Recorded information

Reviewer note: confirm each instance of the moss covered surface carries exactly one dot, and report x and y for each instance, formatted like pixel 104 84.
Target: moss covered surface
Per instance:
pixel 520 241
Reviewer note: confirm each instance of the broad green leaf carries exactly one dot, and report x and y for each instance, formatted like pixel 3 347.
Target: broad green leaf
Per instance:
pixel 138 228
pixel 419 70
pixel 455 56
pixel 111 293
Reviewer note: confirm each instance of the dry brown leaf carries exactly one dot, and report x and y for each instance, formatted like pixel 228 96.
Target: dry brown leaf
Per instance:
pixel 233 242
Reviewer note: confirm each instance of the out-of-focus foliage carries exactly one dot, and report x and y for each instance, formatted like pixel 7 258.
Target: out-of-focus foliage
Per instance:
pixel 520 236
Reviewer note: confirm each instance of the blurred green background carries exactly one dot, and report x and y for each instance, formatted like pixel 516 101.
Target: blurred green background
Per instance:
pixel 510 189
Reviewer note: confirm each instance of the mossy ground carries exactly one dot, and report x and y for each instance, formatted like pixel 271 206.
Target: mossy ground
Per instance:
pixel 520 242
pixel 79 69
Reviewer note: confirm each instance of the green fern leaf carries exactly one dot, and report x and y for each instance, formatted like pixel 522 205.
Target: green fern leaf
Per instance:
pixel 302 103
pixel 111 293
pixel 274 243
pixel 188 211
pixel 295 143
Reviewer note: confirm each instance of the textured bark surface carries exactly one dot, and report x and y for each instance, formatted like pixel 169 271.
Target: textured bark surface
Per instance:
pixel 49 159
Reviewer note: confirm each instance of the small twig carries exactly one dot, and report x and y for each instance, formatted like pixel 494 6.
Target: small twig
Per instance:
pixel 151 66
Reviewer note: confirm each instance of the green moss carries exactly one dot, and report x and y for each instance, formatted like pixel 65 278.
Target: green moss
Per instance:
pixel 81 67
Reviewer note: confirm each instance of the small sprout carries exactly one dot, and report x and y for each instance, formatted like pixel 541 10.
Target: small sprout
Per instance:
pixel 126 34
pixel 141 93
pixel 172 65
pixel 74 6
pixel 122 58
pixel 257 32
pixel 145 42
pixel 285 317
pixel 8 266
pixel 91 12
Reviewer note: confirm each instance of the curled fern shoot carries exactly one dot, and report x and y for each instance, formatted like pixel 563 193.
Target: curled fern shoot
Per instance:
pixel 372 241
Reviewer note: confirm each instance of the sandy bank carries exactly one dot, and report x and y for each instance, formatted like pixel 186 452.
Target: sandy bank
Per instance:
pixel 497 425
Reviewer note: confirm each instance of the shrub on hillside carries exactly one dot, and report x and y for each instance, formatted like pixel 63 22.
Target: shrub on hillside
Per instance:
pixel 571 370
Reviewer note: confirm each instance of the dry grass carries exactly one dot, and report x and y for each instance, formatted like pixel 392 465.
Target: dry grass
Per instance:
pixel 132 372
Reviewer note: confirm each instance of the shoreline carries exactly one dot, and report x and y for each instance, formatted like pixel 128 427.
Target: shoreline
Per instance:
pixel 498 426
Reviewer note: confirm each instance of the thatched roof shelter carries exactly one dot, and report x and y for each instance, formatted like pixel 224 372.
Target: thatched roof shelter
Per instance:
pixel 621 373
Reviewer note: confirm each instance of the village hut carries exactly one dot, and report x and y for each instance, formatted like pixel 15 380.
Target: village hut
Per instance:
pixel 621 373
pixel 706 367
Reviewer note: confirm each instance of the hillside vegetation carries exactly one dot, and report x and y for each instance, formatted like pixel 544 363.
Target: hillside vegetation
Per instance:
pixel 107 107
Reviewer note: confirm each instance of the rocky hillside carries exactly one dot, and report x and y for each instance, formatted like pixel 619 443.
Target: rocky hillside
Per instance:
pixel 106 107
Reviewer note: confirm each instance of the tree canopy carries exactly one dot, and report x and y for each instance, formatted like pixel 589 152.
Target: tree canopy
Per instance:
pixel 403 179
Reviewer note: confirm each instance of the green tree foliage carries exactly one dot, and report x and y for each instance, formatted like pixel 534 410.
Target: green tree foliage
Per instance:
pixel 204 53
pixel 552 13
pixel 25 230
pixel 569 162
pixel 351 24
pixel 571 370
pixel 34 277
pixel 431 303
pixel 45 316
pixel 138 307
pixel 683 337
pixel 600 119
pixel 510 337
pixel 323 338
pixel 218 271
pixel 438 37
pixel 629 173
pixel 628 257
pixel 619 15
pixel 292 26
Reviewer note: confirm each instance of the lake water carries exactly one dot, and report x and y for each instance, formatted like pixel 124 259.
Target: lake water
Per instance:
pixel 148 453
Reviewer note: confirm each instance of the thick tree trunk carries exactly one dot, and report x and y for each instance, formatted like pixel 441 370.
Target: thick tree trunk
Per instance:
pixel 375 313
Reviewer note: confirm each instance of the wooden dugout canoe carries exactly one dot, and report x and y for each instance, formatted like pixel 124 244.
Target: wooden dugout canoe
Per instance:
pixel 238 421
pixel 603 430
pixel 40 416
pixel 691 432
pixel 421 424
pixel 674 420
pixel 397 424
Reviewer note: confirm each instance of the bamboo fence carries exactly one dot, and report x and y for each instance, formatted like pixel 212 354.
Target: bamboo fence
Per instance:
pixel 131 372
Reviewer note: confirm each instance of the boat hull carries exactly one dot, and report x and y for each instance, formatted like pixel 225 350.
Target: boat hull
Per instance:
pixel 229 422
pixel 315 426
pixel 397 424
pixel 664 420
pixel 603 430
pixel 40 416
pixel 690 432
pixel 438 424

To be done
Swap "Reviewer note" for "Checker note" throughout all the items, leaving everything else unchanged.

Finished answer
Checker note: confirm each instance of the moss covered surface carries exactly one dot, and report x and y for each instance, formatted like pixel 104 84.
Target: moss covered surface
Per instance:
pixel 520 241
Checker note: confirm each instance of the broad green leaf carries exactly one dot, and report x and y for each instance, formatted like pixel 3 347.
Target: broad green leaf
Per instance:
pixel 138 228
pixel 419 70
pixel 455 56
pixel 111 293
Checker note: confirm each instance of the dry brown leaf carries exactly one dot, and report x and y for each instance, formatted like pixel 228 96.
Target: dry brown leaf
Per instance:
pixel 233 242
Checker note: confirm each instance of the out-of-focus foliage carries exactly one dot, and report x and y for each instance, formatted like pixel 7 258.
Target: out-of-focus foliage
Per instance:
pixel 520 236
Checker note: confirm each instance of the blurred green background carries exactly one dot, and report x and y for each instance, formatted like pixel 516 101.
Target: blurred green background
Per instance:
pixel 510 189
Checker note: confirm each instance of the mossy ground carries exactly one dot, and report x and y for each instance, formatted like pixel 271 206.
Target: mossy ground
Per instance:
pixel 520 242
pixel 79 69
Checker note: confirm each instance of the green fern leaf carries exactly one dot, and report x and y for each instance, formatted like pixel 522 205.
Target: green fern leaf
Per instance:
pixel 302 103
pixel 111 293
pixel 274 243
pixel 188 211
pixel 295 143
Checker note: confirm each instance of the textured bark surface carries exactly one dot, and report x and y for each instance, formatted like pixel 169 271.
Target: textured bark surface
Per instance:
pixel 49 159
Checker note: confirm each instance of the small twig carries exactly one dot, and report x and y for each instance, formatted like pixel 494 6.
Target: small twig
Per instance:
pixel 151 66
Checker note: confirm each instance of the green moss carries exactly one dot, and report x and y for each instance, formatted like pixel 65 278.
Target: green moss
Per instance:
pixel 81 67
Checker note: confirm each instance of the small sprout carries exactly one dot, and report x and y for each instance, formatted like pixel 541 10.
Target: small sprout
Per instance:
pixel 126 34
pixel 141 93
pixel 172 65
pixel 74 6
pixel 122 58
pixel 257 32
pixel 145 42
pixel 285 317
pixel 8 266
pixel 91 12
Checker note: confirm each instance of the curled fern shoot carries exactly one dot, and report x and y for each instance, formatted like pixel 563 193.
Target: curled fern shoot
Per instance:
pixel 372 241
Checker note: confirm each instance of the sandy bank carries exactly one dot, and report x and y for each instance, formatted like pixel 186 452.
Target: sandy bank
Per instance:
pixel 497 425
Checker note: confirm each instance of the shrub on hillside carries exactly one dot, and report x and y for each instance, formatted like pixel 63 22.
Target: shrub on hillside
Per instance:
pixel 571 370
Checker note: confirm each instance of the dry grass carries exactly one dot, and report x and y for each instance, formatted like pixel 392 465.
Target: dry grass
Per instance:
pixel 132 372
Checker note: confirm each instance of the shoreline carries exactly one dot, and report x and y for each instance, formatted like pixel 128 427.
Target: shoreline
Per instance:
pixel 498 426
Checker note: confirm each instance of the thatched roof shelter carries exactly one dot, and report x and y for each instance, formatted like pixel 224 372.
Target: thatched roof shelter
Per instance:
pixel 621 373
Checker note: confirm each instance of the village hut carries exactly one dot, and report x and y for each instance, formatted like pixel 15 380.
Target: village hut
Per instance:
pixel 621 373
pixel 706 367
Checker note: confirm each instance of the hillside vegetation carries exactly one dot, and report x and y for each instance, formatted like pixel 544 363.
Target: hillside vegetation
Per instance:
pixel 107 107
Checker note: confirm each instance of the rocky hillside carries exactly one dot, and report x and y for each instance, formatted like pixel 619 443.
Target: rocky hillside
Per instance:
pixel 106 107
Checker note: confirm each instance of the tree canopy carries exactly one dot, and report x and y for each instance, formatted like pixel 589 152.
Target: tree canopy
Per instance:
pixel 403 179
Checker note: confirm each instance of the green tree foliage carries exactly one dot, and report x and y for each instance, formatted like pixel 534 410.
Target: green tree foliage
Per instance:
pixel 204 53
pixel 552 13
pixel 25 230
pixel 569 162
pixel 351 24
pixel 571 370
pixel 34 277
pixel 431 303
pixel 45 316
pixel 138 307
pixel 683 337
pixel 600 119
pixel 510 337
pixel 323 338
pixel 218 271
pixel 438 37
pixel 629 173
pixel 628 257
pixel 619 15
pixel 292 26
Checker note: confirm each instance of the lake water carries exactly one dot, and report x and y for each instance, formatted like pixel 124 259.
Target: lake water
Per instance:
pixel 148 453
Checker note: confirm each instance of the thick tree trunk carries exactly one dot, and report x and y for each instance, formatted like pixel 441 370.
Target: thick tree trunk
Per instance:
pixel 375 313
Checker note: confirm each instance of the wooden dugout canoe carries exactly one dot, and report x and y for each instance, formatted like pixel 124 244.
Target: wooden dugout canoe
Per instance:
pixel 238 421
pixel 603 430
pixel 40 416
pixel 691 432
pixel 421 424
pixel 674 420
pixel 397 424
Checker note: confirm each instance of the bamboo fence carries exactly one dot, and report x and y for each instance, formatted like pixel 212 354.
Target: bamboo fence
Per instance:
pixel 131 372
Checker note: confirm each instance of the boat hull carries exactly one dot, and report x and y for each instance, formatted like pixel 225 350.
Target: boat hull
Per instance:
pixel 229 422
pixel 315 426
pixel 397 424
pixel 664 420
pixel 603 430
pixel 40 416
pixel 690 432
pixel 438 424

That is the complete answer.